Task requirements: The copy you give must match the records exactly, except that it holds no images.

Data shown:
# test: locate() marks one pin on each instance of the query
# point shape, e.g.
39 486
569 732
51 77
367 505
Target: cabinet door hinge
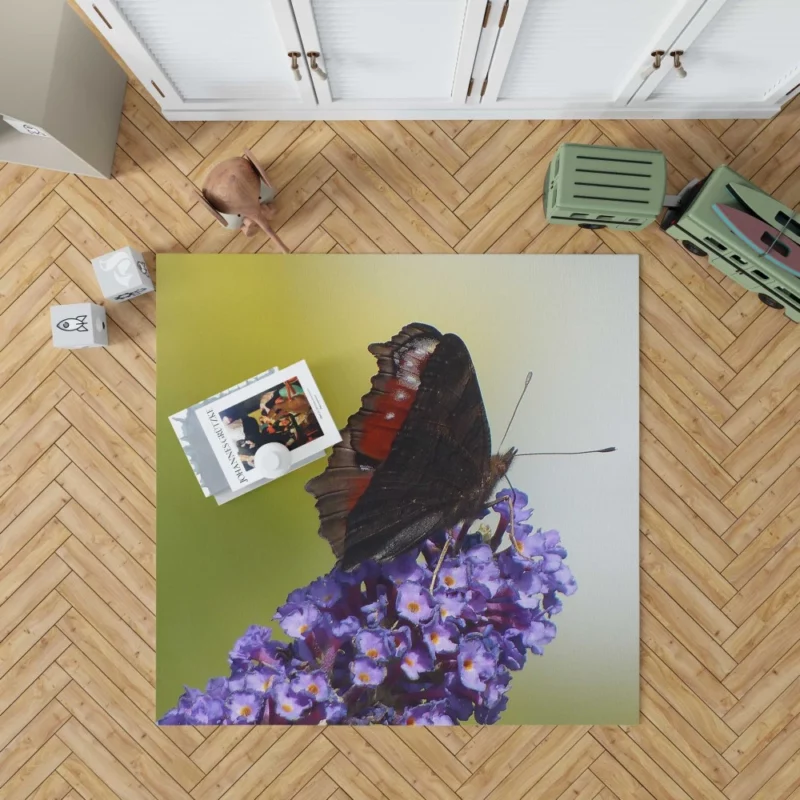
503 15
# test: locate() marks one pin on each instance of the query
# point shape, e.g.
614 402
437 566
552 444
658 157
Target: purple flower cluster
426 639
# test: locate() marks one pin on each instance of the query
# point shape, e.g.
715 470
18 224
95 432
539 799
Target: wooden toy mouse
237 192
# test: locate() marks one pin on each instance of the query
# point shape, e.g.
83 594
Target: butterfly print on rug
415 458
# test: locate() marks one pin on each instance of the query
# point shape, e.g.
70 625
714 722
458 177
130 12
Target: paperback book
221 434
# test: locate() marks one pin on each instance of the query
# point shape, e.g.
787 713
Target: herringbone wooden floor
720 506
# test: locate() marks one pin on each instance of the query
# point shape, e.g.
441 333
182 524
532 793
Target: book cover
285 407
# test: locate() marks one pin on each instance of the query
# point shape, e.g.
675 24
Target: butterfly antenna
570 453
528 378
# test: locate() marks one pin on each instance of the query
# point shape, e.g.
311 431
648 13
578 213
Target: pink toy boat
764 239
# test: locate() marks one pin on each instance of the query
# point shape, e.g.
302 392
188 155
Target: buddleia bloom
430 638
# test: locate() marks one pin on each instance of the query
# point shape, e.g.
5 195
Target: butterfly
415 458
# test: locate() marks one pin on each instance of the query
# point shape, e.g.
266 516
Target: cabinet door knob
313 56
295 66
676 58
657 55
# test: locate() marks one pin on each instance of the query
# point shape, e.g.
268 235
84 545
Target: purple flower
335 711
437 657
311 684
373 644
415 662
538 635
289 704
345 628
404 568
399 640
519 500
261 678
243 707
452 575
367 672
414 603
441 637
450 605
486 579
427 714
376 612
255 646
475 663
297 619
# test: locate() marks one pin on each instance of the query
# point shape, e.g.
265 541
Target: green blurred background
571 320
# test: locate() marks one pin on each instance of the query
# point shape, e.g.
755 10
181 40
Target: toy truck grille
700 227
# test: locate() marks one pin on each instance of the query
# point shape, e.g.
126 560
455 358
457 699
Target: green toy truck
598 187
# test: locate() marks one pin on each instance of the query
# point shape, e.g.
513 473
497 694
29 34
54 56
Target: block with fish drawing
78 325
122 274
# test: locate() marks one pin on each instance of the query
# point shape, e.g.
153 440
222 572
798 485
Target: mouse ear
214 213
257 167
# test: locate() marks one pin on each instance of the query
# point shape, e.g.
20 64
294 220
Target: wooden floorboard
720 521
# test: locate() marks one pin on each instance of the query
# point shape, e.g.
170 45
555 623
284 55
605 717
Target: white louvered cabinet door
556 54
735 52
207 54
391 54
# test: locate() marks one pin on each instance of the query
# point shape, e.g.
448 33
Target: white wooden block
122 274
78 325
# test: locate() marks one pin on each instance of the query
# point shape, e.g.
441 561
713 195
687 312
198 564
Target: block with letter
122 274
78 325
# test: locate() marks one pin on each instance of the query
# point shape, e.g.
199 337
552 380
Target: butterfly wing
414 458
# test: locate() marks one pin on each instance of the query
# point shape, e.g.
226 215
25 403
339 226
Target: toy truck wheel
693 248
769 301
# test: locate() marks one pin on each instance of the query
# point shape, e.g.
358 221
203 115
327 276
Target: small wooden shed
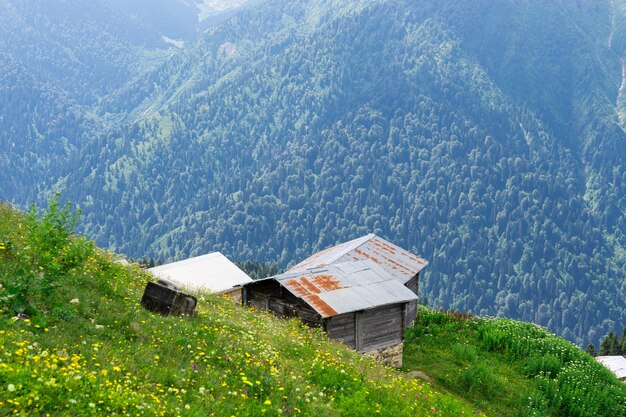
210 273
357 302
616 364
396 261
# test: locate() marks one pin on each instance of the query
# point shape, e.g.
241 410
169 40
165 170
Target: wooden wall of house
411 311
269 295
382 326
342 327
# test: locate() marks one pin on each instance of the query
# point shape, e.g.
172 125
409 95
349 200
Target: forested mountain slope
483 135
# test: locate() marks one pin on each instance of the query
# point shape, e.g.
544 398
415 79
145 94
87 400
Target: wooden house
616 364
357 302
210 273
397 262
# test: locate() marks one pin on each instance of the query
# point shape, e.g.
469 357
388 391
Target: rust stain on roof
327 282
321 306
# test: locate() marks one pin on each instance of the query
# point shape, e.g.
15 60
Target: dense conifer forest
485 136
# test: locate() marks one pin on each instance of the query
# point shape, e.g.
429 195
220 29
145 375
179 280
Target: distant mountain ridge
484 136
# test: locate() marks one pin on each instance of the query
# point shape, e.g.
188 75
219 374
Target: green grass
74 341
511 368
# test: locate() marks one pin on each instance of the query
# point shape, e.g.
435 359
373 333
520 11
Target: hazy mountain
486 136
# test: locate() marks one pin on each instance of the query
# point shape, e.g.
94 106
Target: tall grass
81 345
513 368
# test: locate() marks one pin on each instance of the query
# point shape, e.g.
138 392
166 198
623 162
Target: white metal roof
345 287
398 262
616 364
212 272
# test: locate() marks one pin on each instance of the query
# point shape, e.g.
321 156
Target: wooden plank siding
381 327
273 298
342 327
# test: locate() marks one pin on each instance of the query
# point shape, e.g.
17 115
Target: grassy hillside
511 368
74 341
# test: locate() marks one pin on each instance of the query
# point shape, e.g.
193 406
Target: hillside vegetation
484 136
74 341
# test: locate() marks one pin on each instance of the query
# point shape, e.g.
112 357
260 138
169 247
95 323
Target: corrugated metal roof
212 272
400 263
345 287
616 364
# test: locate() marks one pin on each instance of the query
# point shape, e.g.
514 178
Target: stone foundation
389 355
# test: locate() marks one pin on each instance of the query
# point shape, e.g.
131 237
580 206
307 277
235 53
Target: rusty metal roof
345 287
398 262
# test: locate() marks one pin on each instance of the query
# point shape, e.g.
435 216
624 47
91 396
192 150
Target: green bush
48 252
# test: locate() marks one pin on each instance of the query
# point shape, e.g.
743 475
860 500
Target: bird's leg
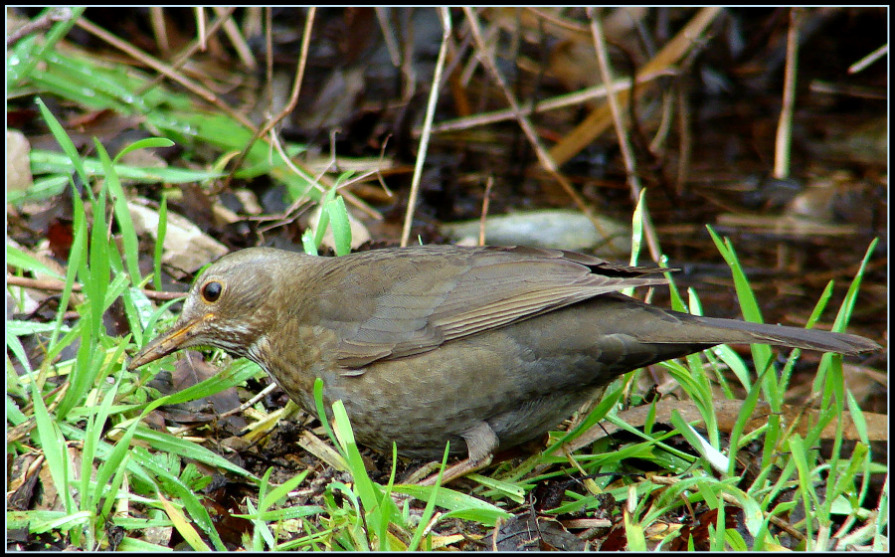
481 442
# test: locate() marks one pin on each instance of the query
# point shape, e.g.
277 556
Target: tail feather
733 331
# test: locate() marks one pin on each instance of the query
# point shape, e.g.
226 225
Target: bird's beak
176 338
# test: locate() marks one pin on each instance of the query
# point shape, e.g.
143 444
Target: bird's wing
417 303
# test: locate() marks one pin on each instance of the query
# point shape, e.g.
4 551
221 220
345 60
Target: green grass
123 462
80 410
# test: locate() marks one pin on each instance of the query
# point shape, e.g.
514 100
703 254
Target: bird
484 347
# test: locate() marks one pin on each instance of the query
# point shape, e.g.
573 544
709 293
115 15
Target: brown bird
484 347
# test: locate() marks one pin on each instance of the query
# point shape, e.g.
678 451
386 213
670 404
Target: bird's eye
211 291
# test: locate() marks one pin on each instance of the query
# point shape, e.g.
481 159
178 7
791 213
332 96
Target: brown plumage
486 347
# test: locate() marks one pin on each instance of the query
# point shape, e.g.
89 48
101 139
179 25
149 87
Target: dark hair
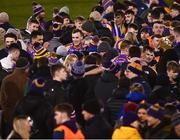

Task result:
# test: locate() marks one pin on each instance of the query
# point shape, e.g.
39 486
569 732
51 77
367 505
Target: cabinet door hinge
503 15
# test: locate() marks one pin on each instance of the query
# point shape, e.g.
614 402
437 566
552 444
658 157
Target: purple flower cluster
426 639
# test: locate() marks one pin on each instance of the query
# point shape, e.g.
715 470
18 224
95 432
539 799
Target: wooden toy mouse
237 192
# test: locate() marks one pin on each instance of the query
# point shape, e.g.
83 594
Target: butterfly print on rug
415 458
# test: locate() marks one pin on each instance of the query
# point shape, e.g.
70 625
714 722
458 177
130 12
Target: paperback book
221 434
# test: locate() marks one pin on each instance of the query
# point shape, e.g.
787 713
Target: herringbone wooden floor
720 506
# test: locate() marks one pin on each instance of the query
# point shape, e.g.
441 333
182 524
532 793
Target: book cover
285 407
# test: locate() marks one pin on each instance of the query
# point shape, e.g.
675 24
Target: butterfly antenna
570 453
528 378
# test: locate() marks one pin on each instance of the query
# point shape, e.g.
311 431
648 13
578 213
Target: pink toy boat
764 239
# test: locate() marks one pin on each instance of the query
# point shape, e.g.
302 392
188 155
Target: buddleia bloom
430 638
# test: locate() marks one pin on each instance of the query
# point shape, e.g.
5 195
Target: butterfly
415 458
# test: locate() marks one pin on each instance of the query
# point shape, e.g.
266 516
Target: cabinet door knob
313 56
295 66
676 58
657 55
# test: locate() marks one pin on each instance of the query
# point shape, e.g.
268 235
84 545
Target: purple flower
335 711
437 657
311 684
373 644
415 662
538 635
289 704
345 628
404 568
399 640
519 500
261 678
243 707
452 575
367 672
414 603
441 637
450 605
486 579
427 714
376 612
255 646
475 663
297 619
# test: locate() marks one pin on each instance of the query
# point shape, e.g.
265 541
Target: green blurred background
571 320
# test: locate() marks one pin on each instance of the query
# point shape, e.g.
755 10
181 40
Target: toy truck grille
700 227
# test: locate() marks one pin on each instance of the query
# point shape, e.g.
126 560
455 358
457 699
Target: green toy truck
598 187
# test: locate() marks one pin on each instance of the query
# point shape, e.g.
513 473
497 694
29 34
54 56
Target: block with fish drawing
78 325
122 274
# test: locate() marks one pin on each instance of the query
# point shape, e.g.
153 440
222 572
798 485
Target: mouse ear
214 213
257 167
# test: locate() marks one pin on each instance of the query
# point shape, e.g.
20 64
294 220
Target: wooden floorboard
720 521
# test: locate() marks one pin on each instance of the query
# point shape, e.g.
170 45
555 623
284 55
605 717
Target: white louvered cabinet door
556 54
735 52
207 54
391 54
# test: locate() marks one pin on each instance of the query
# point shape, e.g.
448 33
Target: white wooden block
122 274
78 325
# test: locate() marks one pin on each instance of the query
# point shape, e.g.
441 561
713 195
687 312
198 564
Target: block with letter
122 274
78 325
# test: locate() marks one pin on each instance of the query
# point shape, e.g.
199 337
552 380
Target: butterfly wing
414 458
# test: locate() marks one pin on each instance of the query
# point shape, e.g.
226 215
25 403
339 226
Target: toy truck wheel
693 248
769 301
# test: locate() marks one pin on each instance of the query
# point shape, e.g.
358 221
203 115
327 276
Target: small wooden shed
210 273
357 302
616 364
396 261
# test: locate() marks one pin on each instance of the query
# point shape, e.g.
241 410
169 40
165 170
Target: wooden wall of house
411 311
269 295
382 326
342 327
# test: locate() marks one pin on each instance of the query
# point shape, e.g.
172 125
409 95
349 200
Target: forested mountain slope
483 135
# test: locate() marks one pin on each instance of the query
# point shape, e.g.
544 398
415 79
145 94
87 400
Target: wooden house
616 364
357 302
210 273
397 262
# test: locate() marks one pin on each instance of the query
# point shape, e.g.
469 357
388 391
Target: rust stain on roof
327 282
321 306
# test: locate() marks one pin on each instance of the query
# point shape, e.g.
15 60
Target: dense conifer forest
485 136
# test: locate() marks one pin on each instance of the query
# point shape, e.g.
429 195
220 29
145 375
179 280
Target: distant mountain ridge
484 136
# test: locate() marks one pin on each instance of the query
# point shape, e.g.
188 75
219 374
Target: green grass
74 341
511 368
# test: locate() marks one pin on each instance of the query
# point shape, e.g.
435 359
373 333
520 11
Target: hazy mountain
486 136
# test: locate() marks one pin on each instance of the query
# point shape, e.g.
94 106
Target: tall grass
81 345
513 368
# test: locate() marks one pin on each instance of the query
# point shape, e.g.
138 392
166 198
623 162
Target: white metal roof
345 287
398 262
616 364
212 272
# test: locate() marks one pin on each instance of the query
# point shape, e.g.
321 156
Target: wooden plank siding
381 327
273 298
342 327
# test: locate() marks one pin on each instance of the query
# point shape, e.g.
17 115
Target: grassy hillside
511 368
74 341
# test: locate() marks one pin on each instance of the query
# point shape, e.g.
193 406
Target: hillside vegetation
484 136
74 341
# test: locate() marks one pin on each instance of the query
# point shape, e.g.
112 357
260 138
169 247
95 323
Target: corrugated metal roof
212 272
400 263
345 287
616 364
# test: locate() marks one pin on each instance of the query
# point shape, e.g.
514 178
Target: stone foundation
389 355
# test: locate() marks one pin on each instance of the query
# point shape, e.g.
131 237
580 206
307 277
235 53
Target: rusty metal roof
345 287
398 262
# test: locate() marks one pin on each instance of the query
# point shape, e.g.
435 216
624 47
91 396
192 150
Target: green bush
48 252
# test: locate() marks one pin on each instance of the query
# point shape, e.g.
743 475
860 500
Target: bird's leg
481 442
# test: locate() marks one pin on each instance of the query
# point shape, e.g.
277 556
Target: tail feather
733 331
# test: locate() marks one pin on each instance of the query
# point shape, e.g.
226 225
Target: bird's beak
176 338
# test: locate() marks one pin on each instance of the query
# point shape, e.g.
143 444
Target: bird's wing
417 303
# test: locate() marks one pin on each instance of the query
# point shape, e.g.
4 551
221 220
345 60
Target: green grass
123 462
80 410
# test: locate() marks one pin on each instance of the query
# point shape, e.g.
514 100
703 254
Target: bird
484 347
# test: locate() marks one pin on each instance of the query
# point shape, e.g.
573 544
709 293
115 15
Target: brown bird
484 347
# test: locate() marks one pin on each instance of the query
# point shape, e.g.
678 451
386 213
670 404
Target: bird's eye
211 291
# test: locate() marks one pin on each instance of the query
# point shape, e.g.
481 159
178 7
791 213
332 96
Target: brown plumage
486 347
# test: locate() marks one pin on each instance of the query
# point shape, e.g.
89 48
101 139
179 25
149 87
Target: dark hair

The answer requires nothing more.